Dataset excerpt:
•••••
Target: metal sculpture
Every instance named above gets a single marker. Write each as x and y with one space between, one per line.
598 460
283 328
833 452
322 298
•••••
--- OBJECTIVE ---
Copy every row above verbatim, line for line, without changing anything.

--- WRITTEN RESPONSE ---
Target: metal sculpture
Every instance named above gets a single marker. Write each as x and y with one space between, one per line.
598 460
283 328
833 452
322 298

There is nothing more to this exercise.